*** SUPPLIED DATA ***

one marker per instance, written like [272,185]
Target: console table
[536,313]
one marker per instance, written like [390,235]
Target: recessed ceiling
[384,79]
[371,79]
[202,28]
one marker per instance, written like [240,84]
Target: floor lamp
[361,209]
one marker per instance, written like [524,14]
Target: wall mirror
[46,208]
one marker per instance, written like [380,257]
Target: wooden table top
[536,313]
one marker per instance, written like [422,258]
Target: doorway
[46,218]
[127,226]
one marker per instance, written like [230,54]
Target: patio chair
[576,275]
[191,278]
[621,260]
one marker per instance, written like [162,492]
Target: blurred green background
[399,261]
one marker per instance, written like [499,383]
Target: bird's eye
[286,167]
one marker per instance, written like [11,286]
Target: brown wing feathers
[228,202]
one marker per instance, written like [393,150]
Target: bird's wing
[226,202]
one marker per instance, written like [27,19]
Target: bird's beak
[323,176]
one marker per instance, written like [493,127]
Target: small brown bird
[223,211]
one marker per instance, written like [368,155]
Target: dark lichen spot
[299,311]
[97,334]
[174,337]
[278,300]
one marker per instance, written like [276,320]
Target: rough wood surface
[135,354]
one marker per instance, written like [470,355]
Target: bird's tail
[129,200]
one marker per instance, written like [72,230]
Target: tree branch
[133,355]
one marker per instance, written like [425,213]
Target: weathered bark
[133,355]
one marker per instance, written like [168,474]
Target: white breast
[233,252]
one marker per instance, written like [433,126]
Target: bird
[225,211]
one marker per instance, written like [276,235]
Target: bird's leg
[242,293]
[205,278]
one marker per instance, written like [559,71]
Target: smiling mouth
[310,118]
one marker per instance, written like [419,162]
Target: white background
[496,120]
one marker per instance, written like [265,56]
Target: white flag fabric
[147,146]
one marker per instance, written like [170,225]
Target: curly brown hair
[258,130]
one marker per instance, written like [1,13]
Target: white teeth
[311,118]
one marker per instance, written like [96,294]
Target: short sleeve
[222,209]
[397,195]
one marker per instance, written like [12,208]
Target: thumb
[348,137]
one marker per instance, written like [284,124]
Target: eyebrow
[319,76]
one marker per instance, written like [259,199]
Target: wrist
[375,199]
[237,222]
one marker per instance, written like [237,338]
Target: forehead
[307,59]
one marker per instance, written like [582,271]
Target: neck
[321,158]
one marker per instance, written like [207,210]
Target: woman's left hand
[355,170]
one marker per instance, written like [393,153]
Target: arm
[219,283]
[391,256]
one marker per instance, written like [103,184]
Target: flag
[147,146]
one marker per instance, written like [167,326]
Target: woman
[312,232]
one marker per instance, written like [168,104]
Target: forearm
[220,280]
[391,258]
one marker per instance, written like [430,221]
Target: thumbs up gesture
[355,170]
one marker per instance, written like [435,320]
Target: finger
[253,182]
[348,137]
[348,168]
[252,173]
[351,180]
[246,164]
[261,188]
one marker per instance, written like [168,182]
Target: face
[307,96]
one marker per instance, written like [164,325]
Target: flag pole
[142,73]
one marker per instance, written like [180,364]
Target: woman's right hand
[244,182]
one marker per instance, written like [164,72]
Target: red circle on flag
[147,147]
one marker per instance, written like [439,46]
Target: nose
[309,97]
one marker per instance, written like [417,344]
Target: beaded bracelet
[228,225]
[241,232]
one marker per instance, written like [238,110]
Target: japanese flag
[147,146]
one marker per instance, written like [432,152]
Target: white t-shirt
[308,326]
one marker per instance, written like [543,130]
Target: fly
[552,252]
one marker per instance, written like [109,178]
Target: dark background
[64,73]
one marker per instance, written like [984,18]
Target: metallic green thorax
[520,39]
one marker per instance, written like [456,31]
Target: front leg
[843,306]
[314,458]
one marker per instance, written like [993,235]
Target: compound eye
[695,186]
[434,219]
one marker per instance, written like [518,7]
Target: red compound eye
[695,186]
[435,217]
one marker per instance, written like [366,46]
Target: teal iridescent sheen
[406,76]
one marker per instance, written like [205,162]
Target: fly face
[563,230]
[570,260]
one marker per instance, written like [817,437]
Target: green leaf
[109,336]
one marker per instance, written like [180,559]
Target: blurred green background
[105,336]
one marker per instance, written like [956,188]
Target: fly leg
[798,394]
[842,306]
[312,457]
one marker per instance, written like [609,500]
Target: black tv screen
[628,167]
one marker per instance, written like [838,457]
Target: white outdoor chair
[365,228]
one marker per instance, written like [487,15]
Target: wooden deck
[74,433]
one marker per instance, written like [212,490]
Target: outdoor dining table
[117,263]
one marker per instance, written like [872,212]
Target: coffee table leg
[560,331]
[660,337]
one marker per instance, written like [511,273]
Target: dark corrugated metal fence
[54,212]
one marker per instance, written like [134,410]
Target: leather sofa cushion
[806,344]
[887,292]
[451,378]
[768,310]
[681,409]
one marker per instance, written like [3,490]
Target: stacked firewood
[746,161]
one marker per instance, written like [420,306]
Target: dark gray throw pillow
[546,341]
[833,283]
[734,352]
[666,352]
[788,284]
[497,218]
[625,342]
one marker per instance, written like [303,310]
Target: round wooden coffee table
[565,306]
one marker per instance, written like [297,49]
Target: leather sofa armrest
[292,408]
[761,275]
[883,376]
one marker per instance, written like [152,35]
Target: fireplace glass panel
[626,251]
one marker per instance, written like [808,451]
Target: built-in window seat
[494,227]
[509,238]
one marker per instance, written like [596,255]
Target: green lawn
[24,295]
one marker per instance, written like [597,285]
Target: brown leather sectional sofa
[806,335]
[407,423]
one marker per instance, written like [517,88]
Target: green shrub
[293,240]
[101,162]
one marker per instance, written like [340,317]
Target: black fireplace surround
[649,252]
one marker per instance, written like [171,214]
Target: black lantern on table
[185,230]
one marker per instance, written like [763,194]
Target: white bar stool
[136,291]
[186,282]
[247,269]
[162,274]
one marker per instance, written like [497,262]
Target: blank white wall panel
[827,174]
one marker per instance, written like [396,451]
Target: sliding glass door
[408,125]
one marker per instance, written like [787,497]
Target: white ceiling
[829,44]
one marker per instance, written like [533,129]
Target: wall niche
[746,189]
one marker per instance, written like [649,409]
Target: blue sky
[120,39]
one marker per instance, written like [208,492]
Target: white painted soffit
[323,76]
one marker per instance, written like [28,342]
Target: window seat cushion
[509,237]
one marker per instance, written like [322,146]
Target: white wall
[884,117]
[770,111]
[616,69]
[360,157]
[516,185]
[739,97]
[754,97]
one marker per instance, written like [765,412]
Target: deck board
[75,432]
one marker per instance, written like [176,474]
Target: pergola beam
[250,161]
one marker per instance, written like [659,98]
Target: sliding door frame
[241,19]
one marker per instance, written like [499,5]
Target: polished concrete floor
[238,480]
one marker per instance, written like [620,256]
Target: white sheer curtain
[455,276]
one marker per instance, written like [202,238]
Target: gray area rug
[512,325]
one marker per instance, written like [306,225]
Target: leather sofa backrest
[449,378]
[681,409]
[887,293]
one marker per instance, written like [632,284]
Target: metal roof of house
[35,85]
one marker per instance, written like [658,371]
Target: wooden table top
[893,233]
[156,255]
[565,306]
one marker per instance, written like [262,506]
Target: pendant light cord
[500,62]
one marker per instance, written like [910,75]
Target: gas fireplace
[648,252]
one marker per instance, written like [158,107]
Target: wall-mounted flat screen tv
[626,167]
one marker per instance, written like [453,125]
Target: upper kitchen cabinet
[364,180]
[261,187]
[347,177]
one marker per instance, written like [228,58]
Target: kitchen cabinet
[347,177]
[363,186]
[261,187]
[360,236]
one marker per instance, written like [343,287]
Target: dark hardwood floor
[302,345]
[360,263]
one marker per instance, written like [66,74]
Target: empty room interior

*** End of SUPPLIED DATA ***

▶ YOUR TASK:
An exact copy of the lines above between the line holding "one marker per instance, written like [212,490]" and the line holding "one marker per instance, written like [134,410]", inclusive, is the whole answer.

▶ TASK OUTPUT:
one marker per instance, written like [212,490]
Target: outdoor dining table
[117,263]
one marker per instance, written like [872,212]
Target: coffee table leg
[560,331]
[660,337]
one marker per instance, written like [511,273]
Target: dark corrugated metal fence
[54,212]
one marker per instance, written like [134,410]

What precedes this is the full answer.